● **Set problem**: Count the lines in the rows below that contain the string "body", matching case exactly, and reply with the number alone.

● **Recorded data**:
═══

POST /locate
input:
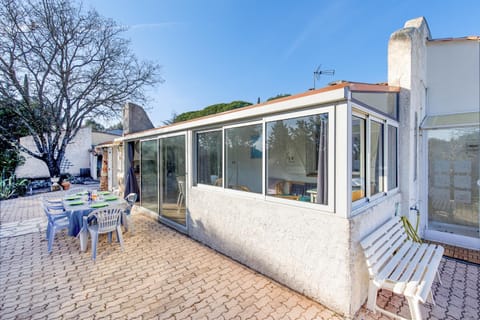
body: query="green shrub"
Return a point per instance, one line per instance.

═══

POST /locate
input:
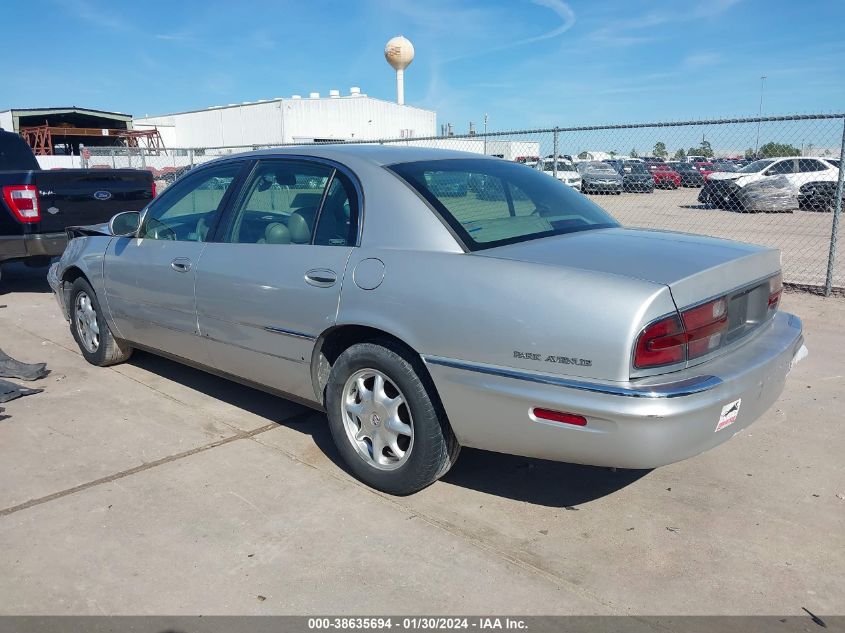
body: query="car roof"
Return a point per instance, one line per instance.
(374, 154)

═══

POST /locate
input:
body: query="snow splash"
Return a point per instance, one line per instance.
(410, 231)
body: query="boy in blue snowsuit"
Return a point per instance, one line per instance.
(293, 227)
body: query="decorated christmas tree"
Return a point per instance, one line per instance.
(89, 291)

═══

● **Full answer**: 5